REQUIRED WORK: Which lines of the material below contain the string "tall"? Collect each of them, and treat case as significant.

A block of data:
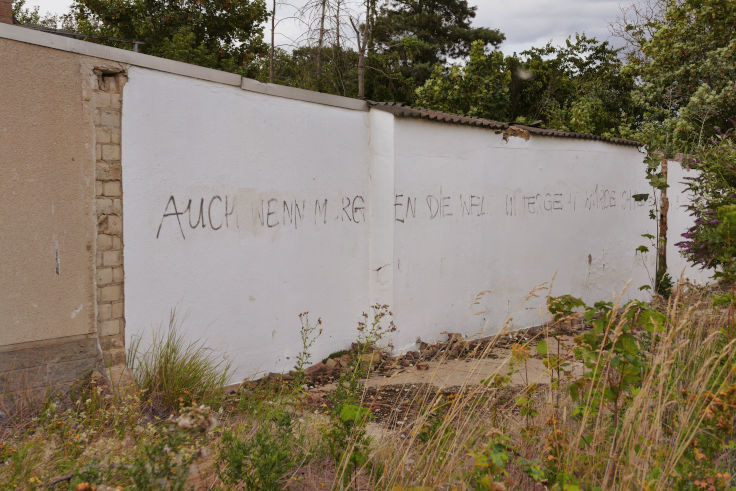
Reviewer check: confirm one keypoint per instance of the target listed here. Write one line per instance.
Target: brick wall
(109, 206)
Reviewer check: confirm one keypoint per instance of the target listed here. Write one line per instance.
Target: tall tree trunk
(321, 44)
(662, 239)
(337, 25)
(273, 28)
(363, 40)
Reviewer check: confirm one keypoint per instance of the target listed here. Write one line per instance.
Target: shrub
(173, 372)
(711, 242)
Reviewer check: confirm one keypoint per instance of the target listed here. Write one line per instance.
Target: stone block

---

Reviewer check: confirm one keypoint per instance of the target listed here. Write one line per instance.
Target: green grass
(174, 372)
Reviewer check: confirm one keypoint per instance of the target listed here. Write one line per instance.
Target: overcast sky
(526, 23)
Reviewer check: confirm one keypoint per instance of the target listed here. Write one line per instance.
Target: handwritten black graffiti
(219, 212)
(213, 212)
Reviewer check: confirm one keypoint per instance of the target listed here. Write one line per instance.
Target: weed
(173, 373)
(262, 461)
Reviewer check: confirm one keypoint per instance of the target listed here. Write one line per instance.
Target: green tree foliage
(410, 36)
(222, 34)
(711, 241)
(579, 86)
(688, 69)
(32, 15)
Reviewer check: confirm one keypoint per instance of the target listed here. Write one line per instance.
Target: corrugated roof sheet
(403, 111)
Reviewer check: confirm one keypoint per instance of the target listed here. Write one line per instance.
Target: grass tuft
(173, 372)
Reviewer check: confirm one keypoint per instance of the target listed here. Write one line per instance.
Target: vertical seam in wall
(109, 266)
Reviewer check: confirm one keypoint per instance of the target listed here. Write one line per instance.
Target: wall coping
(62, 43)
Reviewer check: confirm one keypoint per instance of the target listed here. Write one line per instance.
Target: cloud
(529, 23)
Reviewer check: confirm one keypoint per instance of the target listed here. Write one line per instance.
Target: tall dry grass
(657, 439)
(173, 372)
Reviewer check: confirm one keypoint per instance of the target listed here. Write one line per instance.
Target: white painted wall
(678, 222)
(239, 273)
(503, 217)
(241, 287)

---

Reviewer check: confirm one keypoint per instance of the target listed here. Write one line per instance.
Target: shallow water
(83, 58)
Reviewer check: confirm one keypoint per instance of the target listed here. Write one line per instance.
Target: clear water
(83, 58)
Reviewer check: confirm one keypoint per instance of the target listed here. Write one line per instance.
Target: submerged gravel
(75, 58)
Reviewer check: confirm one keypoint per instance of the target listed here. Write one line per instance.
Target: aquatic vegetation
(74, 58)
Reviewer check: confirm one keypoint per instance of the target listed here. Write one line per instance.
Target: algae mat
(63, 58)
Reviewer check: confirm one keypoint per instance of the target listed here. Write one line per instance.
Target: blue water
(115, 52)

EXERCISE RESPONSE:
Target: tall tree trunk
Target: tall dry grass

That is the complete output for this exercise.